--- BEGIN ---
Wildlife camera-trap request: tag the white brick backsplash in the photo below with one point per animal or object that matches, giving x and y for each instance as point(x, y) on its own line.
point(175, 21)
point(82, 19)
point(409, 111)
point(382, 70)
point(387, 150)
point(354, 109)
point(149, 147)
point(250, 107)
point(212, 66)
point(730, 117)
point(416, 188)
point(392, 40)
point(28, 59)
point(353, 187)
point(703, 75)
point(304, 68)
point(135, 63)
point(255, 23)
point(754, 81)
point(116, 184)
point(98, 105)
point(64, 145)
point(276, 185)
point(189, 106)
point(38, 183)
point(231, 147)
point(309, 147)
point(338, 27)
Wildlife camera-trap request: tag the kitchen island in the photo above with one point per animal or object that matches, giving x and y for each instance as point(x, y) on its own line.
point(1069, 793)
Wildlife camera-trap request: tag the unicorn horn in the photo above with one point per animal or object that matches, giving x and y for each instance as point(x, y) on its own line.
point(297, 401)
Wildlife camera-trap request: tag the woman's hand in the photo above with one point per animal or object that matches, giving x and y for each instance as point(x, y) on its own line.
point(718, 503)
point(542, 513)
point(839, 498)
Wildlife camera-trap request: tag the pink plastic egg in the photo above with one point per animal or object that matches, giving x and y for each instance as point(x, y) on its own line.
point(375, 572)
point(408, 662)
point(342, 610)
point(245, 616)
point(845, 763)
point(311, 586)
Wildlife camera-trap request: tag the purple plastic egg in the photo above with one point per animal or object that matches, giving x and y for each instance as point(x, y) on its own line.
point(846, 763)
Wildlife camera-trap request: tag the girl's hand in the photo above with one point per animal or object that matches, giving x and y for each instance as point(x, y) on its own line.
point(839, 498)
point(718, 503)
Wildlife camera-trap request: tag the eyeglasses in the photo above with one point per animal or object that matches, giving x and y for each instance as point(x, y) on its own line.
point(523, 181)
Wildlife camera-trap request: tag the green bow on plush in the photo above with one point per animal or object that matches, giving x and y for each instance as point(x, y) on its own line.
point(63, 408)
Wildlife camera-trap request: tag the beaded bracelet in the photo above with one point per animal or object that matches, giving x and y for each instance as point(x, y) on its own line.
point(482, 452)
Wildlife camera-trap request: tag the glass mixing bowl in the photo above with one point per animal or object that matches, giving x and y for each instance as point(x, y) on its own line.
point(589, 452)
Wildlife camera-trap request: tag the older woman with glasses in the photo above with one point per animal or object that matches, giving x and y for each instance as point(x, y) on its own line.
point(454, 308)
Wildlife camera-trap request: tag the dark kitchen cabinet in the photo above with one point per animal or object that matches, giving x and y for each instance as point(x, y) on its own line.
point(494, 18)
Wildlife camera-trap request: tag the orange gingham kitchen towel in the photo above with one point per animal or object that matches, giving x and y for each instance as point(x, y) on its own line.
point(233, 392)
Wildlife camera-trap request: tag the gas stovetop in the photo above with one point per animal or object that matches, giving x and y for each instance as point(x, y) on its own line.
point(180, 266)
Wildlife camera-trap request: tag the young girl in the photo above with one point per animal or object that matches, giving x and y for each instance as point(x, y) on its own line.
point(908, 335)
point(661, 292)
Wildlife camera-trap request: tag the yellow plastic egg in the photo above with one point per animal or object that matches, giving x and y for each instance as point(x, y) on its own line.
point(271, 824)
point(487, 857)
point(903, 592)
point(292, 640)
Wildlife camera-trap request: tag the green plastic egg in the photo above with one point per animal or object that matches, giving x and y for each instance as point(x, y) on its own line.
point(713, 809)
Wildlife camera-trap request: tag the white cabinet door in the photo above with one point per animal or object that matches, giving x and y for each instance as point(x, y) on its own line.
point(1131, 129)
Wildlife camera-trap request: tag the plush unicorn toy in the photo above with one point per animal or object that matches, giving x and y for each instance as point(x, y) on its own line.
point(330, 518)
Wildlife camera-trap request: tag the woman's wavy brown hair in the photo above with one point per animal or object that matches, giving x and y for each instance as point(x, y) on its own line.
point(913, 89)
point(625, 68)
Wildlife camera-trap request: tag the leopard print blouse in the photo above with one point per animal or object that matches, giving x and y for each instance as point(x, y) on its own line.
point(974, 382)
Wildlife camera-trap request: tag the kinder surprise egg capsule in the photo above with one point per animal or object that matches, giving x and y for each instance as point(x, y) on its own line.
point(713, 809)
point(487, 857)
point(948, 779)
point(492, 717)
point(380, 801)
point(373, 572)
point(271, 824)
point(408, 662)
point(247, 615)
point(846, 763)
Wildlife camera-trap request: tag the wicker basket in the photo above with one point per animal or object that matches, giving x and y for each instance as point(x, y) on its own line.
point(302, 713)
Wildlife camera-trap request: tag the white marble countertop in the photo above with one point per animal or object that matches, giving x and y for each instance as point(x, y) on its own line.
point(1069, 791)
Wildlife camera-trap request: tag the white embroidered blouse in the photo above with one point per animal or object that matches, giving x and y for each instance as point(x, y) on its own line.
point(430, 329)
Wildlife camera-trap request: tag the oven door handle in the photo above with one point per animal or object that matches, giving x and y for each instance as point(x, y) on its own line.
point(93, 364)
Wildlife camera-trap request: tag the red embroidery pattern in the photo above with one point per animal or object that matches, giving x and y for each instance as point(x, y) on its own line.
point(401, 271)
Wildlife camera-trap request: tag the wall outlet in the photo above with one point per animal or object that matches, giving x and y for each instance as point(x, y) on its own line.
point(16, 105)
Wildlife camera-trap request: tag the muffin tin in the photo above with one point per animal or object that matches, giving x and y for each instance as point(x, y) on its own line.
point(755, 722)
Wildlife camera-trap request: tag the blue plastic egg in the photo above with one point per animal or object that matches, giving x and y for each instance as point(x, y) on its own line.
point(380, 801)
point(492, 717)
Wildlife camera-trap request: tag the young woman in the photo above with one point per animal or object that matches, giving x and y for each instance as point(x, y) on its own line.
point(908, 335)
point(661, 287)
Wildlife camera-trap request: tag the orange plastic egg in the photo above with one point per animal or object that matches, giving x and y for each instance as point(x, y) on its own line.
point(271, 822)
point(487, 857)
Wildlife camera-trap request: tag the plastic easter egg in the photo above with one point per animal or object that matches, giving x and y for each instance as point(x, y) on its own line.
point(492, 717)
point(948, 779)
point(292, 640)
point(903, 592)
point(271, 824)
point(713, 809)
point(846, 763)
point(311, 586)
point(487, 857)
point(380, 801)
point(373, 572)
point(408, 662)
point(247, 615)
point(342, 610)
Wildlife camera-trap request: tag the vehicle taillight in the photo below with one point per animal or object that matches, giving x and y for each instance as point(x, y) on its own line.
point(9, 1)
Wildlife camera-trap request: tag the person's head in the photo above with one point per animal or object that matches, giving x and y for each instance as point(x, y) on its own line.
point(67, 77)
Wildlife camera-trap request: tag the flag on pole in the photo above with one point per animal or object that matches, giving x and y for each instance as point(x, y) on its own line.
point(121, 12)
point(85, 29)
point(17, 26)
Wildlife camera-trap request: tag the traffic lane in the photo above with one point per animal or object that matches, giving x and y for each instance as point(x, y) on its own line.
--- END ---
AIM
Lay out the material above as a Markdown table with columns named Row and Line, covering only the lines between the one containing "Wildlife camera-trap request: tag the oven" and the one containing "point(401, 271)", inclusive. Number each row and leave out blank lines.

SOLUTION TO THIS EXERCISE
| Row | Line |
|---|---|
| 1 | Wildlife camera-trap request: tag the oven door handle in the photo above with one point per animal or object that matches, giving x and y for each instance as point(x, y) on its own line. |
| 2 | point(93, 364) |
| 3 | Wildlife camera-trap request: tag the red embroidery pattern in the photo above with one point per animal or object that matches, giving x and y for each instance as point(x, y) on its own line. |
| 4 | point(401, 271) |